GOAL OF THE EXERCISE: Please return exactly the lines from the one containing "of the overcast" through the end of the records, including both.

◇ ◇ ◇ ◇

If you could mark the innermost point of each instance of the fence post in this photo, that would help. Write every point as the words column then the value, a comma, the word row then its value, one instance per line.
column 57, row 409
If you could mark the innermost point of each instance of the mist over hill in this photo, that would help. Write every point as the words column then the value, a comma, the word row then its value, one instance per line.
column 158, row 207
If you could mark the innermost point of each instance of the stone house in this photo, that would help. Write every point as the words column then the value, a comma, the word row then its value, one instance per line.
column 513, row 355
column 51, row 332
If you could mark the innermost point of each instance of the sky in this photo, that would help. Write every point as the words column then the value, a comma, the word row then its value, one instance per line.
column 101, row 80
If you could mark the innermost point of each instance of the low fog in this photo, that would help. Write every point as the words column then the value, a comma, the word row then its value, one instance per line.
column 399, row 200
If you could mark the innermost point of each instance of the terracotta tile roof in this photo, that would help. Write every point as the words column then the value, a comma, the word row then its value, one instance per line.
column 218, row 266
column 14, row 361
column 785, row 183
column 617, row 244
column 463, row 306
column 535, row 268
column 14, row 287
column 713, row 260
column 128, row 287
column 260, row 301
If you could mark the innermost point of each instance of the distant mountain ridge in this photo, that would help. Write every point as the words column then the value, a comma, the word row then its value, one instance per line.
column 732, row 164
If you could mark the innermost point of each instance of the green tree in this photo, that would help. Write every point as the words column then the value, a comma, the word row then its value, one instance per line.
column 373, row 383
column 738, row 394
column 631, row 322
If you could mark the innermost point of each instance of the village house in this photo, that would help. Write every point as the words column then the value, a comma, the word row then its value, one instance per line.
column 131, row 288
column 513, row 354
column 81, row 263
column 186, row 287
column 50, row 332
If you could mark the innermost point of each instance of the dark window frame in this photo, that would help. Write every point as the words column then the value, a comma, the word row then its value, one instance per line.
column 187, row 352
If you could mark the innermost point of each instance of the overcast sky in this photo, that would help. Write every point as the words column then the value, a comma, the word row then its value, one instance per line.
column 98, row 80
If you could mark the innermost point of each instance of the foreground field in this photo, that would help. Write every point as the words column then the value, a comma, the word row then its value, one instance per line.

◇ ◇ ◇ ◇

ANSWER TO THE PROBLEM:
If you could mark the innermost point of each instance of the overcast sky in this photo, that would help. Write every point as the words column then the value, a comma, the word row then its value, one instance per line.
column 98, row 80
If you could mark the innermost point of each instance of the foreground field in this photo, that would help. Write every point as the words column then the value, a comma, the word row then its value, one instance per line.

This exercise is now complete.